■ **本文**:

━━━━━━━━━━━━━━━━

NEWS NO.47(2013年度)
実践酪農学で高橋勇さんが特別講師
本学農食環境学群 循環農学類は、4月からの毎週金曜日9時00分~10時30分、本学C5号館202教室にて、「実践酪農学(前期講義)」を行っています。この講義では、様々なスタイルで酪農を営む酪農家を特別講師にお招きしています。

7月5日(金)は、浜中町農業協同組合の高橋勇参事(1984年大学 酪農学科卒)が「地域の生き残りをかけた浜中町農業の挑戦〜地域に根ざす起業として〜」と題し、浜中町農業協同組合の概要をはじめ、酪農技術センターや、新規就農などの取り組みについて話しました。

■高橋勇さんの講義■
浜中町というところは、釧路と根室の間に位置する人口6,300人の町で、漁業や酪農の多い地域です。札幌近郊とは違って土地柄、霧が多く気温が低いので畑作には向いていないため、牛を飼う酪農家が多いところです。そういったことからも道内の牛乳生産量の約7割を道東方面がしめており、昨年は道内生産量約380万トンのうち約10万トンを生産しました。
わたしが浜中町へきたのは酪農学園大学を卒業した年なので、来春で30年間住んでいることになります。酪農学園大学に在籍していた時は、家畜栄養や牧草、サイレージについて学んでいました。その頃、JA浜中町では酪農技術センターを全国で初めてつくり、ちょうどわたしのような勉強をしていた人材を探していたということから就職がきまりました。
酪農技術センターは、牛乳のチェック、土壌やえさの分析、牛の健康管理、栄養管理のコントロールと、農家さんの経営に関してはもちろん、酪農業に関する管理をすべて行うところです。今では、こういった施設は多くなりましたが、生産現場でこのような施設を設置するのは当時大変めずらしいことでした。
走るのが早いひと、いっぱい食べるひと、ぐっすり眠りたいひと、それぞれ1人1人個性や性質が違うように、牛にも1頭1頭個性があって人間と同じです。濃いミルクを出す牛もいれば、薄いミルクの牛もいます。牛乳は生ものですし、搾りたての牛乳は30℃以上あるうえ栄養化が高いので細菌の温床となってしまいます。なので、すぐにチェックをしないと傷んでしまいます。そして、牧草はえさとなり牛乳となるので、牛に到着するまでしっかりコントロールしないといけません。乳製分析は牛の体細胞を分析し生乳への不純物の混入などの検査、生菌分析は搾乳環境の衛生面を把握、土壌分析、飼料分析は牛のえさとなる牧草を作る為の管理などを行なっています。健康な牛からミルクをとる。牛が喜んで食べるためのえさづくり。消費者に安全なものを提供する。これがすべての原点であり、とても大切にしていることです。

━━━━━━━━━━━━━━━━

■ **データ一覧**:

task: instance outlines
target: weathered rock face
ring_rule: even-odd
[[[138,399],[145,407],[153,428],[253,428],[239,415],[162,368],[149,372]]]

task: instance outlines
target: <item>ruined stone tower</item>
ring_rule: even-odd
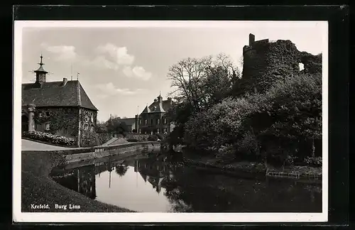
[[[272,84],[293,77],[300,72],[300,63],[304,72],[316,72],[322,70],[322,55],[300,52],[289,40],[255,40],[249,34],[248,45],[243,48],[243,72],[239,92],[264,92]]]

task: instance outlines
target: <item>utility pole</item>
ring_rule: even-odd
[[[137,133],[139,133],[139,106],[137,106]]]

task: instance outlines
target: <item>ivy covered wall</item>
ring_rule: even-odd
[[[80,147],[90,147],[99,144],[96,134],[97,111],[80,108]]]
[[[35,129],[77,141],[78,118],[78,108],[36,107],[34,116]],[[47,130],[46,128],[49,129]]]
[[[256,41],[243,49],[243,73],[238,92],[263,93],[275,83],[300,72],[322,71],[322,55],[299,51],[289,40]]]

━━━━━━━━━━━━━━━━

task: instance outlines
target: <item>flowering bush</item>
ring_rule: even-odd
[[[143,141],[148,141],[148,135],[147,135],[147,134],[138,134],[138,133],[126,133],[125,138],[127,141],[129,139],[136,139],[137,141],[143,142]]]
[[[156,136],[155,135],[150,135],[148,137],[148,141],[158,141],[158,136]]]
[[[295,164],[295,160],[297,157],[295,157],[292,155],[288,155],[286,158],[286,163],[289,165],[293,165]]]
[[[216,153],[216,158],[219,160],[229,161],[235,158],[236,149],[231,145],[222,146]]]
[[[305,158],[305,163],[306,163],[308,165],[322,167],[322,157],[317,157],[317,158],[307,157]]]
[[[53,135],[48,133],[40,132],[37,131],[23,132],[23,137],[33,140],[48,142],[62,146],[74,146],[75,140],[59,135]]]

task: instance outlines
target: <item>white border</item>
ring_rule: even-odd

━━━━━━━━━━━━━━━━

■ **以下の課題**:
a - 本文によると、浜中町の人口は何人ですか。
b - 本文のうち「走るのが早いひと、いっぱい食」から「ても大切にしていることです。」までを、両端の語句も含めて一字も変えずに書き出してください。

■ **解答**:
a - 6,300人です。

b -
走るのが早いひと、いっぱい食べるひと、ぐっすり眠りたいひと、それぞれ1人1人個性や性質が違うように、牛にも1頭1頭個性があって人間と同じです。濃いミルクを出す牛もいれば、薄いミルクの牛もいます。牛乳は生ものですし、搾りたての牛乳は30℃以上あるうえ栄養化が高いので細菌の温床となってしまいます。なので、すぐにチェックをしないと傷んでしまいます。そして、牧草はえさとなり牛乳となるので、牛に到着するまでしっかりコントロールしないといけません。乳製分析は牛の体細胞を分析し生乳への不純物の混入などの検査、生菌分析は搾乳環境の衛生面を把握、土壌分析、飼料分析は牛のえさとなる牧草を作る為の管理などを行なっています。健康な牛からミルクをとる。牛が喜んで食べるためのえさづくり。消費者に安全なものを提供する。これがすべての原点であり、とても大切にしていることです。